EXERCISE AIM ▸ Return every line in the items below that contains the string "Here". Uppercase and lowercase letters count as different.

SOURCE MATERIAL ▸
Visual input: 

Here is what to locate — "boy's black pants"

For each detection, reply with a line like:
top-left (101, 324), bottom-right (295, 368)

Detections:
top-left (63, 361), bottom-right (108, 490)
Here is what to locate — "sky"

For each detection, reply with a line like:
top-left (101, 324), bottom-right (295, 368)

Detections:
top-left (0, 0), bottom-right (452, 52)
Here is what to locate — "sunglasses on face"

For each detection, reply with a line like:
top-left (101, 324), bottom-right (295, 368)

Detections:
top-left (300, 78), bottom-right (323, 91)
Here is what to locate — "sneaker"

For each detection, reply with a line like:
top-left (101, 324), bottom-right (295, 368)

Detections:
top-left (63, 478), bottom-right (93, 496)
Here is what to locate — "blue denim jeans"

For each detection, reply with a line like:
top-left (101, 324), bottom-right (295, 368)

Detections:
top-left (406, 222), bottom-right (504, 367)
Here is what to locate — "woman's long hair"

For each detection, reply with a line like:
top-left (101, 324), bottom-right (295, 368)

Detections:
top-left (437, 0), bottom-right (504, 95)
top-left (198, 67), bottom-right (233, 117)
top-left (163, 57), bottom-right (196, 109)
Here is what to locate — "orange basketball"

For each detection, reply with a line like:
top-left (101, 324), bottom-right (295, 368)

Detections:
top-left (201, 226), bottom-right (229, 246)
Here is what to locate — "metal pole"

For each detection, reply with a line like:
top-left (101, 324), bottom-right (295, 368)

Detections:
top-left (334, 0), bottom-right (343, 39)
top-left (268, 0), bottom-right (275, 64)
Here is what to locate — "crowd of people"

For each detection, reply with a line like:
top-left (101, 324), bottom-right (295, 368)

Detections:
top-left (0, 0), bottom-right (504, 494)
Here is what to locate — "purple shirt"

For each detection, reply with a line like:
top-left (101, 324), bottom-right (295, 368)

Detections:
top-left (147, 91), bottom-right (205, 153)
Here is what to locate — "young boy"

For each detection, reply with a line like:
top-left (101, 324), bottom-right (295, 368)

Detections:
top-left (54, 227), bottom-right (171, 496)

ANSWER TO THIS EXERCISE ▸
Here is what to locate — "boy's black pants"
Here is what to locate — "sky"
Here is what to locate — "sunglasses on face"
Here is what to locate — "sneaker"
Here is what to locate — "blue denim jeans"
Here is what to locate — "woman's long hair"
Here is what to locate — "orange basketball"
Here is what to locate — "metal pole"
Here is what to locate — "crowd of people"
Here is what to locate — "purple shirt"
Here is what to locate — "young boy"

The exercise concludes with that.